_Exercise details_:
Print only the closing part of the entries. It starts at the line containing "positive clicks: (214, 279)" and includes the final line, exactly as written.

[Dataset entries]
"""

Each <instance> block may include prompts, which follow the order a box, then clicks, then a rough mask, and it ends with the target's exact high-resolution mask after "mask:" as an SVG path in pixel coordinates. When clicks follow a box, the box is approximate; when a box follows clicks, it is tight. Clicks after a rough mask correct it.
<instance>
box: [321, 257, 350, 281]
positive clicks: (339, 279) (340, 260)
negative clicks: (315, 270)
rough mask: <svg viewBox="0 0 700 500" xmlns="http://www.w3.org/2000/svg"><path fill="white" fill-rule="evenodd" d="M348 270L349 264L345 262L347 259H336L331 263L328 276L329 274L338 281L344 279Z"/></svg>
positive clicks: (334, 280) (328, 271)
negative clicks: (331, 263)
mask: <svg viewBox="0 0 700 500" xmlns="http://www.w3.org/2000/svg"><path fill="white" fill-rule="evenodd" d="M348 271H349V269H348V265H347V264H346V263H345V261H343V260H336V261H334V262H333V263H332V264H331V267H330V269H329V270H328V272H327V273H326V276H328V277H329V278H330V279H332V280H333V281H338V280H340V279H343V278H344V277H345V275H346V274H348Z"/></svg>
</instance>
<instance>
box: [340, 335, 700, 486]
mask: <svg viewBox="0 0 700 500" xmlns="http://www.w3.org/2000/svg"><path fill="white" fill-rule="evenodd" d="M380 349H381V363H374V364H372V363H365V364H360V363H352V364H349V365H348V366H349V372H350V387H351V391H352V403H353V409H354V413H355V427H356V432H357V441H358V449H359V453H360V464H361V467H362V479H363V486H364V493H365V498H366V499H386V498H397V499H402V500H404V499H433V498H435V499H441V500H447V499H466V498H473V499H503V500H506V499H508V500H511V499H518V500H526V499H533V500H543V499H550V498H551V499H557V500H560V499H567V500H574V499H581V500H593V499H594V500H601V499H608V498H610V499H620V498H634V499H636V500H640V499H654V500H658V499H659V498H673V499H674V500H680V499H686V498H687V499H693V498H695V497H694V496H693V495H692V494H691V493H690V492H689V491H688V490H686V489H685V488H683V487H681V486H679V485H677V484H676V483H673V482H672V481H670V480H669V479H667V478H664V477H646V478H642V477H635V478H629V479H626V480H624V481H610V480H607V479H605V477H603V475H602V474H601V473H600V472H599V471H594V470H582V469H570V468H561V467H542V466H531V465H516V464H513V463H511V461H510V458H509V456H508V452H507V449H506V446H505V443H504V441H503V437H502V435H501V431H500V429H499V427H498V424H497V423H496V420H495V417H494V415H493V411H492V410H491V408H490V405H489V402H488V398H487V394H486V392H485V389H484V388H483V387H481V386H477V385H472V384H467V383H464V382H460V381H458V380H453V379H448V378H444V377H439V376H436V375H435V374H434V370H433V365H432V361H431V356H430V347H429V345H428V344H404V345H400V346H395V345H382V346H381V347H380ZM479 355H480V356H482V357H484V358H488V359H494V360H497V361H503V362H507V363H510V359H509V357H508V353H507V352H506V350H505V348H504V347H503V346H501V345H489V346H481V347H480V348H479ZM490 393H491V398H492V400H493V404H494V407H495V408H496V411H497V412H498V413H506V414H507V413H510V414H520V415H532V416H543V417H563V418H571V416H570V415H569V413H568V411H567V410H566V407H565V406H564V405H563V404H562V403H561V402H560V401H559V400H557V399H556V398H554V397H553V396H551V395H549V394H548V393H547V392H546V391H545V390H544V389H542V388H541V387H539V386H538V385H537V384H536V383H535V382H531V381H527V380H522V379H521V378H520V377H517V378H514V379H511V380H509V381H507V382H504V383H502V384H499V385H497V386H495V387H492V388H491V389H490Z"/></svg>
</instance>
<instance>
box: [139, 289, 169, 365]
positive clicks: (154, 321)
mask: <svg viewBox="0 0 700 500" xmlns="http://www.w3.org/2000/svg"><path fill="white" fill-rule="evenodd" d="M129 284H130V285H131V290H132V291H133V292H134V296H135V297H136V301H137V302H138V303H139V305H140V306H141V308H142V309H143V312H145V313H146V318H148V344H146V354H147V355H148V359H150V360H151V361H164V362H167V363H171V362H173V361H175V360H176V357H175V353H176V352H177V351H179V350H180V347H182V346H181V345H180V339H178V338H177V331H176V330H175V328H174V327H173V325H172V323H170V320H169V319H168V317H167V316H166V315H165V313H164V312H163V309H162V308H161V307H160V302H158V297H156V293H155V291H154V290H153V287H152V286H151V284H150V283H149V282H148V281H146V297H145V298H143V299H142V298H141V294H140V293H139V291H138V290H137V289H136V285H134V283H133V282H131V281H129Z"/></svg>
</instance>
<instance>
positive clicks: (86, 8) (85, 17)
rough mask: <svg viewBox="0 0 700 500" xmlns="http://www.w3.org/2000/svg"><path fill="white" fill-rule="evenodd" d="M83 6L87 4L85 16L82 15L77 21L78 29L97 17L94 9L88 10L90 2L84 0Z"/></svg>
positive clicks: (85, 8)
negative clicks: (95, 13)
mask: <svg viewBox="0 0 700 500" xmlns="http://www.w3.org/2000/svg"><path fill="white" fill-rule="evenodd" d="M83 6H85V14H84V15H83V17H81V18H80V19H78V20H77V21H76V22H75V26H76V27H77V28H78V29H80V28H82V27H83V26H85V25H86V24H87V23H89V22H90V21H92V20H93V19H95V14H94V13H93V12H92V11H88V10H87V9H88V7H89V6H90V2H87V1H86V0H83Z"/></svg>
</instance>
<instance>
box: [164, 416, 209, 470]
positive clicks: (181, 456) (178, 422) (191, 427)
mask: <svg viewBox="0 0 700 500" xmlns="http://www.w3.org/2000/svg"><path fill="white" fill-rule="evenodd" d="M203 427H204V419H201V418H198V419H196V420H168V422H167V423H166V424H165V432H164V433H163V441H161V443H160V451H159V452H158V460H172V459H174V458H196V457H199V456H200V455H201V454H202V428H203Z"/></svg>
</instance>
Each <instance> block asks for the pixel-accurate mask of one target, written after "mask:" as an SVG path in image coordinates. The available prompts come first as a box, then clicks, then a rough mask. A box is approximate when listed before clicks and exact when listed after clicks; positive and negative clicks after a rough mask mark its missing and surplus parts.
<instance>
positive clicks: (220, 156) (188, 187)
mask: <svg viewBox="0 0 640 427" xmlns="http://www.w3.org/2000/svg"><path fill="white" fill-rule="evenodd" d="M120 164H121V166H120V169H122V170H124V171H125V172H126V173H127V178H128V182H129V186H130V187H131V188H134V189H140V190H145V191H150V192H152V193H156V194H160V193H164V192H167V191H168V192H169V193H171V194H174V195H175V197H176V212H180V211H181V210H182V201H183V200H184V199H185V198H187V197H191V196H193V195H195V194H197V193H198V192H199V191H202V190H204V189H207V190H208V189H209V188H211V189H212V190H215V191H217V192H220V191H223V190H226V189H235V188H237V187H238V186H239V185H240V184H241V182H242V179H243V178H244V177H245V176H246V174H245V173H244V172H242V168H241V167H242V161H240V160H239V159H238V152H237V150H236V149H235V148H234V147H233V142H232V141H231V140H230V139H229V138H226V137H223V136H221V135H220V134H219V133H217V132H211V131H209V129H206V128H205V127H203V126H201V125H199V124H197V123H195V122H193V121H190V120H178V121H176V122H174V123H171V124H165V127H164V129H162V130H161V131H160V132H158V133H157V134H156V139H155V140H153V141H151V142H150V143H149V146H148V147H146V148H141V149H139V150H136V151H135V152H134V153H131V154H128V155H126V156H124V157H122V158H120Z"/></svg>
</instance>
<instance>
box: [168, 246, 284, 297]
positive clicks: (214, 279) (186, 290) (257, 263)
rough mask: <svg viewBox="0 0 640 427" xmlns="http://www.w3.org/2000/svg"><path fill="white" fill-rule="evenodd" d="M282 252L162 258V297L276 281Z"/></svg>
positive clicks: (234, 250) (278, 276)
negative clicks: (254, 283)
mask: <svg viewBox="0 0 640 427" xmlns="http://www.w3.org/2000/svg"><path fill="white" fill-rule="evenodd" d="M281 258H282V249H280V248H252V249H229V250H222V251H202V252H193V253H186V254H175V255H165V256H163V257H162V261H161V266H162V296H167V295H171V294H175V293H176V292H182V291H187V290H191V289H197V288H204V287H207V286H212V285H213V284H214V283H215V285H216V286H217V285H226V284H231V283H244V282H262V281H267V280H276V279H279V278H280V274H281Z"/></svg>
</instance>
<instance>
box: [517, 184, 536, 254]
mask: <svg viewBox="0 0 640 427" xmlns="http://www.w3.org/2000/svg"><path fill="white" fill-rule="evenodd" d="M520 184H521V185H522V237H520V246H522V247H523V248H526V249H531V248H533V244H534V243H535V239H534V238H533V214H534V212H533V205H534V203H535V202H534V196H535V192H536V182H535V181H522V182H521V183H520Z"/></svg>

"""

_Answer box_:
positive clicks: (214, 279) (186, 290) (257, 263)
rough mask: <svg viewBox="0 0 640 427" xmlns="http://www.w3.org/2000/svg"><path fill="white" fill-rule="evenodd" d="M282 252L162 258V297L276 281Z"/></svg>
positive clicks: (234, 250) (278, 276)
negative clicks: (254, 283)
mask: <svg viewBox="0 0 640 427" xmlns="http://www.w3.org/2000/svg"><path fill="white" fill-rule="evenodd" d="M281 258H282V249H280V248H252V249H229V250H222V251H202V252H193V253H186V254H175V255H165V256H163V257H162V261H161V266H162V296H167V295H171V294H175V293H176V292H182V291H187V290H191V289H197V288H204V287H207V286H212V285H213V284H214V283H215V285H216V286H217V285H226V284H231V283H244V282H262V281H267V280H276V279H279V278H280V274H281Z"/></svg>
</instance>
<instance>
box: [517, 184, 536, 254]
mask: <svg viewBox="0 0 640 427" xmlns="http://www.w3.org/2000/svg"><path fill="white" fill-rule="evenodd" d="M520 184H521V185H522V237H520V246H522V247H523V248H526V249H531V248H533V244H534V243H535V239H534V238H533V214H534V212H533V205H534V203H535V202H534V196H535V192H536V182H535V181H522V182H521V183H520Z"/></svg>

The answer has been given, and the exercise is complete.